## DOCUMENT EXCERPT
Start of Block

Process optimization and mechanism revealing of KMnO4 pre-oxidation coupled powdered activated carbon adsorption for 2-MIB removal

Abstract

Taste and odor compounds such as 2-Methylisoborneol (2-MIB) have been a long-term challenge in drinking water treatment plants (DWTPs) and become increasingly concerning due to the implementation of stricter water quality regulations. The addition of powdered activated carbon (PAC) is one of the most effective approaches to control 2-MIB during cyanobacterial blooms. In this study, the process optimization of PAC adsorption and potassium permanganate (KMnO4) pre-oxidation was investigated and the mechanisms of the observed results were revealed. When the raw water was firstly pre-oxidized and subsequently treated by PAC, the adsorption of 2-MIB was not affected by the pre-oxidation, no matter whether the KMnO4 was depleted or remained. Even though the molecular weight distribution of the natural organic matter (NOM) was altered by the pre-oxidation, the trend of the NOM removal by pre-KMnO4/post-PAC was similar to that of the KMnO4 pre-oxidation, indicating that the KMnO4 did not affect the following PAC adsorption. When the raw water was added with PAC and KMnO4 simultaneously, the adsorption of 2-MIB decreased with the increase of KMnO4 dosage. The adsorption efficiency of NOM with smaller molecular weights (<3 kDa) decreased and that of NOM with larger molecular weights (>3 kDa) increased. It was found that the shrink of the micropore volume (but not surface functional groups) resulted in the negative effect on PAC by KMnO4. Therefore, the general recommendation to the DWTPs is that try to dose KMnO4 as early as possible so the remaining KMnO4 will not pose a negative effect on PAC for 2-MIB removal. Our study provides both practical guidance and theoretical fundamentals on the operation of DWTPs with KMnO4 pre-oxidation and PAC for 2-MIB removal.

End of Block

## TASKS TO CARRY OUT
A - According to the abstract, what caused the negative effect of KMnO4 on PAC?
B - List every abbreviation defined in the abstract, with its full form.
The material after this comes from a separate source and is unrelated to the abstract.

Point localization data:
Start of Block

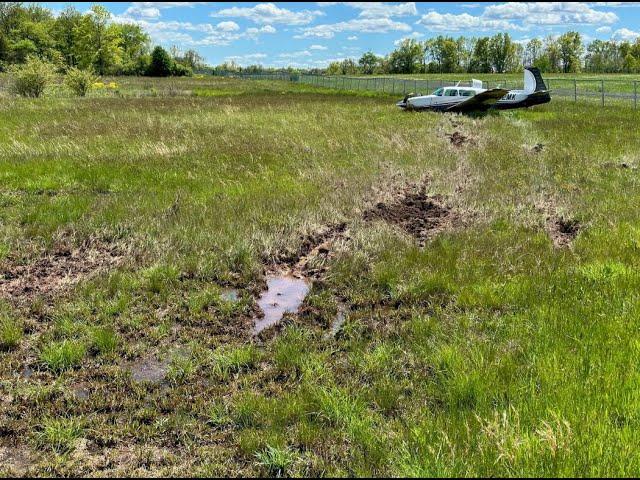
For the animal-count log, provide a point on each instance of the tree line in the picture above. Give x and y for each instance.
(87, 41)
(499, 53)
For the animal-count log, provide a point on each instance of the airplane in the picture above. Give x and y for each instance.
(477, 99)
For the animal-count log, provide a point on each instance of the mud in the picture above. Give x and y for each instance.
(284, 294)
(149, 370)
(562, 231)
(14, 461)
(338, 322)
(457, 139)
(230, 295)
(54, 272)
(317, 244)
(417, 213)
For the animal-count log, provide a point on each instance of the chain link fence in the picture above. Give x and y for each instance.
(601, 91)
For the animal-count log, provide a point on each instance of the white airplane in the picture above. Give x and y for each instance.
(477, 99)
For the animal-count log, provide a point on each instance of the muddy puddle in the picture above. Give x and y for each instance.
(284, 294)
(562, 231)
(230, 295)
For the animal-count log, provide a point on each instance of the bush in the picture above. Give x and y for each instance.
(161, 63)
(31, 78)
(179, 70)
(80, 81)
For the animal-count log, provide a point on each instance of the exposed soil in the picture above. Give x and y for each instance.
(317, 244)
(562, 231)
(53, 272)
(417, 213)
(457, 139)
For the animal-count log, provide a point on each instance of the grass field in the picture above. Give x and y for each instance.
(486, 270)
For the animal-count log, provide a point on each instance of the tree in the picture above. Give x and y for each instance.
(98, 43)
(369, 62)
(533, 51)
(481, 56)
(502, 53)
(161, 63)
(571, 50)
(407, 58)
(65, 33)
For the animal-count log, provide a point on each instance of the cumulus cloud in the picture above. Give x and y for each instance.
(449, 22)
(550, 13)
(519, 16)
(379, 9)
(363, 25)
(269, 13)
(625, 34)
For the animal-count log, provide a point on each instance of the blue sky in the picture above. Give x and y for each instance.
(312, 34)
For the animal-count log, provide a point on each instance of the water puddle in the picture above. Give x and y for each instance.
(341, 316)
(284, 294)
(230, 295)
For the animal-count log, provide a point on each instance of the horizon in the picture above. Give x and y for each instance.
(314, 34)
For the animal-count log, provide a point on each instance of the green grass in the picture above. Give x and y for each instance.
(488, 352)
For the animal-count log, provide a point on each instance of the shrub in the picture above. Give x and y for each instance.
(179, 70)
(31, 78)
(80, 81)
(59, 434)
(161, 63)
(10, 333)
(63, 355)
(276, 461)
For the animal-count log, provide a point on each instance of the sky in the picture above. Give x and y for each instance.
(313, 34)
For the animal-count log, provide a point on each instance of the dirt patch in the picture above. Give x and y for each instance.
(311, 246)
(54, 272)
(562, 231)
(457, 139)
(622, 165)
(149, 370)
(417, 213)
(14, 461)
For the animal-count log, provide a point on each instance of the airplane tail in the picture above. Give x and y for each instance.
(533, 81)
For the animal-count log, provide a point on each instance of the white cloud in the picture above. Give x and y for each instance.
(365, 25)
(625, 34)
(379, 9)
(144, 12)
(269, 13)
(228, 26)
(449, 22)
(303, 53)
(246, 59)
(550, 13)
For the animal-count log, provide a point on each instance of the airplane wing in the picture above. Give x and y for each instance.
(480, 102)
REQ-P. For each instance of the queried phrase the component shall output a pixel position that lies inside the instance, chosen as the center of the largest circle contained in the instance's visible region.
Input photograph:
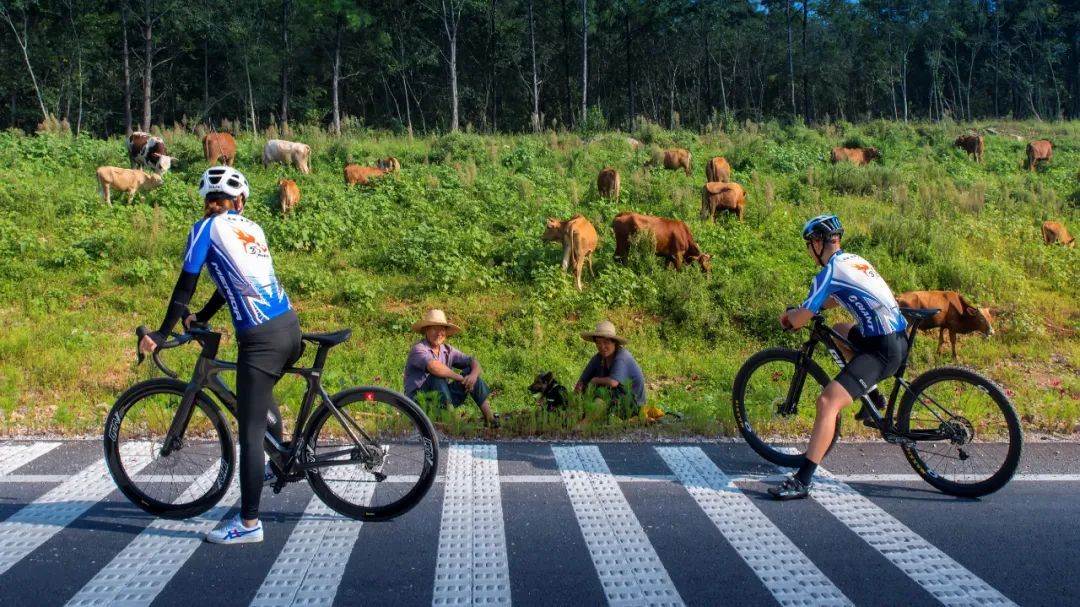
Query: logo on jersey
(252, 245)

End of Block

## WRITTEN RESPONSES
A - Shrinkage of the micropore volume, not changes in surface functional groups.

B -
- 2-MIB: 2-Methylisoborneol
- DWTPs: drinking water treatment plants
- PAC: powdered activated carbon
- KMnO4: potassium permanganate
- NOM: natural organic matter